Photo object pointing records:
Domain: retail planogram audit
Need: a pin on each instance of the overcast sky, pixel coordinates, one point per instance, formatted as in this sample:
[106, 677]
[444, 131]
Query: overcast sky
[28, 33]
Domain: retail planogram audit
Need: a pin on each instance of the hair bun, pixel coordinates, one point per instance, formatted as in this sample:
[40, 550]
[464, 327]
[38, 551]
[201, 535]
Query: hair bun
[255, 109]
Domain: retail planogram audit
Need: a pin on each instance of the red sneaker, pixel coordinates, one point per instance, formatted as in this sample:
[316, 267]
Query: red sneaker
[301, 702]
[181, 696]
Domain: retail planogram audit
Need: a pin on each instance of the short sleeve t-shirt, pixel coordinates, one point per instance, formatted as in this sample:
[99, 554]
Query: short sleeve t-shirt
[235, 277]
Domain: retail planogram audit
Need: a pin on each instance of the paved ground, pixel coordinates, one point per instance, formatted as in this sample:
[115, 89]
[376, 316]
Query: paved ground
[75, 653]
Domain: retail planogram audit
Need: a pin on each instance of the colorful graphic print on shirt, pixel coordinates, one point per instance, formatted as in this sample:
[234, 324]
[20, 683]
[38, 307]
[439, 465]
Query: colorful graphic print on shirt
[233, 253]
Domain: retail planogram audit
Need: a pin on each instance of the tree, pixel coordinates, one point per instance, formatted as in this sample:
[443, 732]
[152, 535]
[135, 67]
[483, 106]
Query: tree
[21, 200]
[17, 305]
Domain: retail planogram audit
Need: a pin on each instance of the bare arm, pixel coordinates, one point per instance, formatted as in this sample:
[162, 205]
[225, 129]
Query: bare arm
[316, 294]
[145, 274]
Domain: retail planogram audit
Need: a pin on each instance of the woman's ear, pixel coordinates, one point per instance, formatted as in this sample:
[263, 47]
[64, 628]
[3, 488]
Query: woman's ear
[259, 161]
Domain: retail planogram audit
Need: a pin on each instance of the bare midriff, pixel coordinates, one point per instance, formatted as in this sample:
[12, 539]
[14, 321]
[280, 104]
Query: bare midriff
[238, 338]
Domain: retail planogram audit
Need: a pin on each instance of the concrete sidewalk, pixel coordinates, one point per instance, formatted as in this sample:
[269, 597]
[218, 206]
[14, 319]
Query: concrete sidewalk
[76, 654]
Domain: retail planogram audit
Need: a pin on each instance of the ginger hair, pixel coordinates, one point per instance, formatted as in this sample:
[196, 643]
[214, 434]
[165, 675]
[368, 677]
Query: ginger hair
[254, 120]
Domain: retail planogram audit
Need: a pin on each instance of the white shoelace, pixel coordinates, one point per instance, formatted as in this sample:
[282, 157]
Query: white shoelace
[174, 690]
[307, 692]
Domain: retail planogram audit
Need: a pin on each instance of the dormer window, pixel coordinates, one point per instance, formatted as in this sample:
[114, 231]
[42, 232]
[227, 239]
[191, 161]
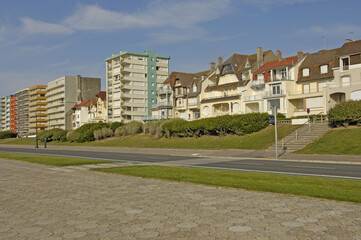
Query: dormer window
[305, 72]
[324, 69]
[227, 69]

Written request:
Reproduce all the entries that precede this task, word for word, minus any pictures.

Exercise output:
Domain: retail planogram audit
Need: a pin on each instance of the overcast sky, pixel coordinates, one point per instance, formatted as in this sample:
[106, 677]
[444, 131]
Query: overcast sky
[28, 33]
Domain: retail planogram audit
Need: a pin on each instance of the hair bun, pixel coordinates, one point per instance, formatted as in this sample:
[40, 550]
[464, 327]
[38, 551]
[201, 535]
Query: hair bun
[255, 109]
Domain: retail planogram audit
Need: a pin on each instance of the red sneaker, pixel coordinates, one point per instance, formatted as in this sample:
[316, 267]
Query: red sneaker
[301, 702]
[181, 696]
Domain: retail planogram audit
Need: a pin on each instance of the short sleeve t-shirt, pixel coordinates, one point per instance, formatted as in this sample:
[99, 554]
Query: short sleeve t-shirt
[235, 277]
Domain: retail planogram audit
Need: a pin on each instance of the paved ground, pixel coordinates, one point per instance, formatted as in this sample:
[115, 89]
[376, 316]
Query: paved ground
[75, 653]
Domain: retail planogram audit
Need: a pin on each instance of the colorful graphic print on shirt, pixel coordinates, one point per instance, formatted as in this sample:
[234, 324]
[20, 683]
[38, 307]
[439, 465]
Query: colorful graphic print on shirt
[233, 253]
Domain: retail planogram audit
Need: a pin on each instance of the tree, pixel coordinates, one point per instance, formatted as in this sample:
[443, 732]
[152, 535]
[135, 67]
[483, 106]
Query: tree
[21, 200]
[17, 305]
Domain: retail planogram audit
Need: a pin on each instance of the bare arm, pixel coordinates, one point per instance, formatted as in this sample:
[162, 205]
[225, 129]
Query: bare arm
[316, 294]
[145, 274]
Domain: retail planogram audit
Need: a pin on each instance of the woman's ear, pixel coordinates, one point per instance, formatted as in this sample:
[263, 47]
[64, 628]
[3, 488]
Query: woman's ear
[259, 161]
Domain: retail planogram audit
Need: a pin on each instance of the bare midriff, pixel coordinates, one point per instance, formatted as in this sample:
[12, 539]
[14, 321]
[280, 104]
Query: bare midriff
[238, 338]
Domain: retail planogram audit
Need: a pin on each instance of the concrete sidewalk, pixel coordinates, one point per instance, formatted as in this sample:
[269, 597]
[218, 206]
[14, 319]
Query: concrete sidewalk
[76, 654]
Domain: retail planogram audit
Need: a pin on each instance of the ginger hair, pixel coordinates, one point per instance, formatted as in this sample:
[196, 643]
[214, 434]
[165, 675]
[368, 677]
Query: ginger hair
[254, 120]
Domain: retail planogram audit
Need: a pin on each instance of the white shoelace, pixel coordinates, one point per instance, formatted as in this sample:
[282, 157]
Query: white shoelace
[174, 690]
[307, 692]
Domain: retail planogram audit
Need: a pin on each instance of the dormer window, pixel coordinates, one point per instance, formatted as in this sample:
[114, 231]
[42, 232]
[227, 239]
[191, 161]
Query: dormer window
[305, 72]
[324, 69]
[227, 69]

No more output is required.